%%

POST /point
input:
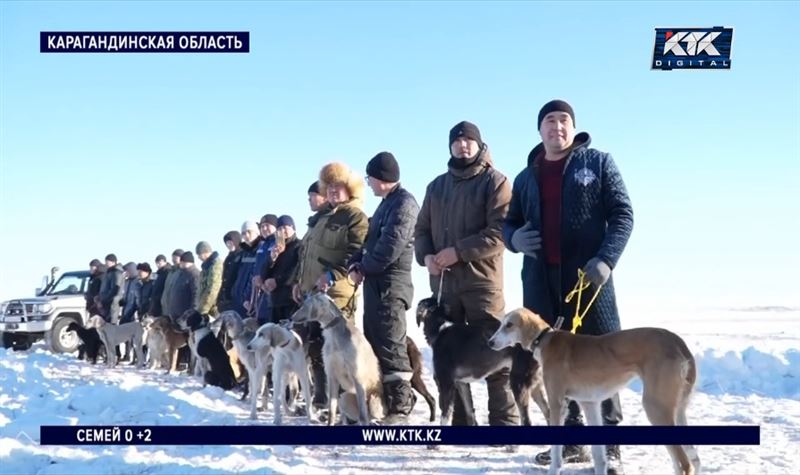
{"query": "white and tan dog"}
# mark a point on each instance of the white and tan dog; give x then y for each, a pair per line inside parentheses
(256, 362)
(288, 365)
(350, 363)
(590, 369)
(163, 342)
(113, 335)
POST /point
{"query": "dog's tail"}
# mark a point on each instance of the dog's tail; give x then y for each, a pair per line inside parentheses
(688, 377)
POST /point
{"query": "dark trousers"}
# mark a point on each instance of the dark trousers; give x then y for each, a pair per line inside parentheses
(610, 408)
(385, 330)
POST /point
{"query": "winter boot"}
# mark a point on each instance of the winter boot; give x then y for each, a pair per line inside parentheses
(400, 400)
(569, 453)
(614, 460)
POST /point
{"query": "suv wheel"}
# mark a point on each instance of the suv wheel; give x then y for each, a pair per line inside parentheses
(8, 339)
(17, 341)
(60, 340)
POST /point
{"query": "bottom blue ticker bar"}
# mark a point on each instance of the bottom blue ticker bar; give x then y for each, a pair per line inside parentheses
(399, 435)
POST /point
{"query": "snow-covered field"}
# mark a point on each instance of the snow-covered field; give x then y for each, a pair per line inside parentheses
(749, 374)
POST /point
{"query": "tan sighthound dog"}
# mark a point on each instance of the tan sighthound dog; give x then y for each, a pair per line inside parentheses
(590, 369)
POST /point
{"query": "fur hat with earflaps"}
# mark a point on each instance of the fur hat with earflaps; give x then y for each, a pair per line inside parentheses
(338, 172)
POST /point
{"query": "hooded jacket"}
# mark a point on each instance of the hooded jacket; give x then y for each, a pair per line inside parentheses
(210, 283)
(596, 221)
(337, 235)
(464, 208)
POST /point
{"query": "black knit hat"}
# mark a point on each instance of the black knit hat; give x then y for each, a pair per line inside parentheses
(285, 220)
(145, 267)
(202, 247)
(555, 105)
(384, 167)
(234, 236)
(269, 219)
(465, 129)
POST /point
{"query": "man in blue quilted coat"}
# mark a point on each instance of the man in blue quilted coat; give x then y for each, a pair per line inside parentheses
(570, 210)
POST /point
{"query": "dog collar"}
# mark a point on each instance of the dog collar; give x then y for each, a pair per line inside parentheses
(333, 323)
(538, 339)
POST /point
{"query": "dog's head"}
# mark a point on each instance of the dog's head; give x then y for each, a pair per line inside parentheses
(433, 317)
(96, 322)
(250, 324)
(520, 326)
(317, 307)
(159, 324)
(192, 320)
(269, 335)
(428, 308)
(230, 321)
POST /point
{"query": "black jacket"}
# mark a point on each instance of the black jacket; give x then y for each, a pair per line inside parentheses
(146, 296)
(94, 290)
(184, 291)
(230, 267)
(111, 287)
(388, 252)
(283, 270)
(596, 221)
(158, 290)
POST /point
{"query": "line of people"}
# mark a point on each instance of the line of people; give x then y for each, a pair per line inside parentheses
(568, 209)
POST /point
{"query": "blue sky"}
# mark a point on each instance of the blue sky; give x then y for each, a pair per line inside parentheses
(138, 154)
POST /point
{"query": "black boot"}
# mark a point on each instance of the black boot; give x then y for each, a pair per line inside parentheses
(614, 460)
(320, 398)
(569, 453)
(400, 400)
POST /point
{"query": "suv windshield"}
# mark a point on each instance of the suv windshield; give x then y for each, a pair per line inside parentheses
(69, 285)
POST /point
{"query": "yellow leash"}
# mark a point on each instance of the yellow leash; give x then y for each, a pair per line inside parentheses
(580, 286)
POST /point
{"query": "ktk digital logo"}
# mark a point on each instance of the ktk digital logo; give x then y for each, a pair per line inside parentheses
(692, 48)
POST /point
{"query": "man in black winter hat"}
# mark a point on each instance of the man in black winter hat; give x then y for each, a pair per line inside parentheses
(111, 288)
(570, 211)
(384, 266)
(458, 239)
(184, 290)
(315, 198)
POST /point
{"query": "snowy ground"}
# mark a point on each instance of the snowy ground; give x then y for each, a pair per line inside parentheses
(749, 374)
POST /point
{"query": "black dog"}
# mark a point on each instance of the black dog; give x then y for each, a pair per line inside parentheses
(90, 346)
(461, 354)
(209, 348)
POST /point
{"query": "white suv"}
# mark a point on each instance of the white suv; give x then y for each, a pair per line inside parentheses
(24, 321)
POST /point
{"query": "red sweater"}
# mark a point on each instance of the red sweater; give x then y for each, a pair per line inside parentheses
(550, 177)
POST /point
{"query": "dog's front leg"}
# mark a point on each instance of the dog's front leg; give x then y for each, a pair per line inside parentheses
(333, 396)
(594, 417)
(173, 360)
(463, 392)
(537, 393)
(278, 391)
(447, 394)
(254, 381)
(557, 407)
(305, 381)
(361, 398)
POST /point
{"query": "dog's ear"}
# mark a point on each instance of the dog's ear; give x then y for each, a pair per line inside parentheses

%%

Pull out every line of the material above that contains the word "quilted", treating uppercase and lowercase as different.

{"query": "man in blue quilted coat"}
# mark a point on each instance of the man in blue quilted coat; give x then y for each, a pair per line inside parentheses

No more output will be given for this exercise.